> [Extract to read]:
══════════

Information on shareholders' rights

pursuant to § 122 (2), § 126 (1), § 127, and § 131 (1) of the German Stock Corporation Act (AktG)

SHAREHOLDERS' MEETING OF DEUTSCHE TELEKOM AG ON THURSDAY, MARCH 26, 2020 AT 10:00 A.M.

The convocation of the shareholders' meeting contains information on shareholders' rights under §§ 122 (2), 126 (1), 127, and 131 (1) of the German Stock Corporation Act (Aktiengesetz - AktG), in particular regarding the time frame during which these rights may be exercised. The following provides additional information on these shareholders' rights.

Requests for additional agenda items pursuant to § 122 (2) AktG

Under § 122 (2) AktG, shareholders collectively holding at least one twentieth of the capital stock or at least EUR 500,000 in total (the latter corresponding to 195,313 shares) may demand that additional items be added to the agenda and published. Each item of business to be newly added to the agenda must include the reasons therefor or a proposal for a resolution. The demand must be sent to the company's board of management in writing (as defined in § 122 (2) in conjunction with (1) sentence 1 AktG) and must reach the company at least 30 days before the day of the shareholders' meeting; this period does not include the day of the meeting itself or the day the demand was received by the company.

══════════

> [Excerpted records]:
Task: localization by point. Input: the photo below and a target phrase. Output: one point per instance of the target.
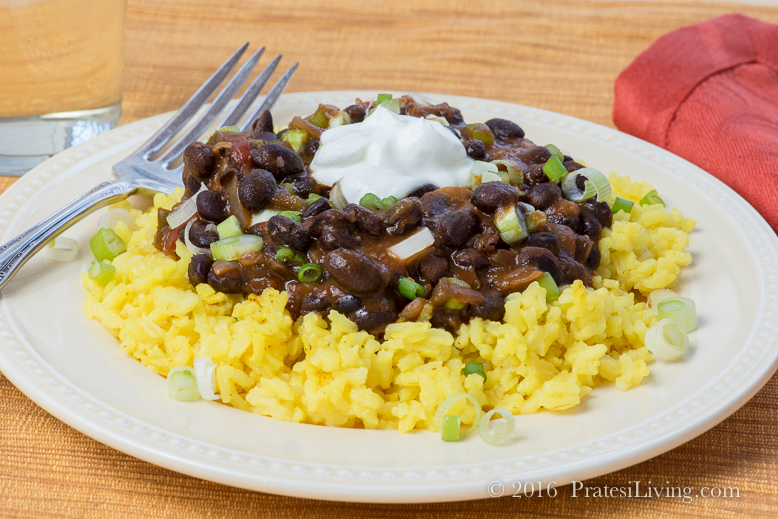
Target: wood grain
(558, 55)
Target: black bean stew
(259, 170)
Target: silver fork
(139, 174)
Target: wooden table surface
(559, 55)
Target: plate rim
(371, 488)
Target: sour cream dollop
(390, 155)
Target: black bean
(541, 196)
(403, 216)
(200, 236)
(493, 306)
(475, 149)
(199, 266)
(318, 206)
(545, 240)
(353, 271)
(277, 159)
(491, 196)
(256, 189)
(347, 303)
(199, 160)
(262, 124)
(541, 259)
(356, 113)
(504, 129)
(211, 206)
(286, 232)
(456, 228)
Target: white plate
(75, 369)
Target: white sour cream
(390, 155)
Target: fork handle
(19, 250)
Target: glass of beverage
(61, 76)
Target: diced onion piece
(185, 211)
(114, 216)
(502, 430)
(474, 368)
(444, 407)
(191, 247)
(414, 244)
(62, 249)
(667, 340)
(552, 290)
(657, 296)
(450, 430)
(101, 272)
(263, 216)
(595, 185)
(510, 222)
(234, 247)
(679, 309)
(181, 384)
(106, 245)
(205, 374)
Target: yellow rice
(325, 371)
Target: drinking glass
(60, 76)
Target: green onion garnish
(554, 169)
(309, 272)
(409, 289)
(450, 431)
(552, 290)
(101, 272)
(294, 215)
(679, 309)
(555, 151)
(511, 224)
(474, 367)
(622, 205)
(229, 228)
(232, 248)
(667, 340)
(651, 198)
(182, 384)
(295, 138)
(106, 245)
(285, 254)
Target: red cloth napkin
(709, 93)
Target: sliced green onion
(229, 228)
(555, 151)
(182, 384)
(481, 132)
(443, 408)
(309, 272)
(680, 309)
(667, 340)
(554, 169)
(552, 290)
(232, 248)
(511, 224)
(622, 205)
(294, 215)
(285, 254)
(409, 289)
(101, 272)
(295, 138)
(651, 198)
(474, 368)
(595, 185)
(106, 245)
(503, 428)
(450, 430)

══════════

> [Tasks to perform]:
(a) Which sections of the German Stock Corporation Act does the heading of the shareholders' rights notice cite? List each one.
(b) Render this sentence from the shareholders' rights notice in German: "Each item of business to be newly added to the agenda must include the reasons therefor or a proposal for a resolution."
(c) Pick up the shareholders' rights notice for the Deutsche Telekom meeting after its last sentence and write the next part.

> [Replies]:
(a) § 122 (2), § 126 (1), § 127, § 131 (1)

(b) Jeder neu auf die Tagesordnung zu setzende Gegenstand muss eine Begründung oder eine Beschlussvorlage enthalten.

(c)
Thus, the latest possible deadline is 12 midnight (Central European Time) on Monday, February 24, 2020. The demand may in all cases be addressed as follows:

Deutsche Telekom AG, Vorstand, Postfach 19 29, 53009 Bonn, Germany.

Pursuant to § 122 (2) in conjunction with (1) sentence 3 AktG, applicants must provide evidence of having held the shares for at least 90 days prior to the date of receipt and of continuing to hold the shares up to the date on which the board of management takes a decision relating to the application. The date of receipt of the request is not included when calculating the shareholding period. Transferral from a Sunday, a Saturday, or a public holiday to a preceding or subsequent workday is not possible. §§ 187 through 193 of the German Civil Code shall not apply.

Certain third-party shareholding periods shall be taken into account in accordance with § 70 AktG.

Any additions to the agenda that require publication and were not published with the notice of convocation will be published in the German Federal Gazette (Bundesanzeiger) as soon as they have been received by the Company and will be forwarded to those media services which can be expected to publish the information across the entire European Union.

Any requests for additional items to be added to the agenda which are received by the Company once notice of convocation of the shareholders' meeting has been issued will also be made available at the following address and communicated to the shareholders as soon as they have been received by the Company:

https://www.telekom.com/en/investor-relations/share/shareholders--meeting-

The shareholders shall also be informed of said item in accordance with § 125 AktG.

The relevant provisions in the Stock Corporation Act underlying this right of shareholders are as follows:

  • 122 Convening the shareholders' meeting upon a corresponding demand being made by a minority (extract)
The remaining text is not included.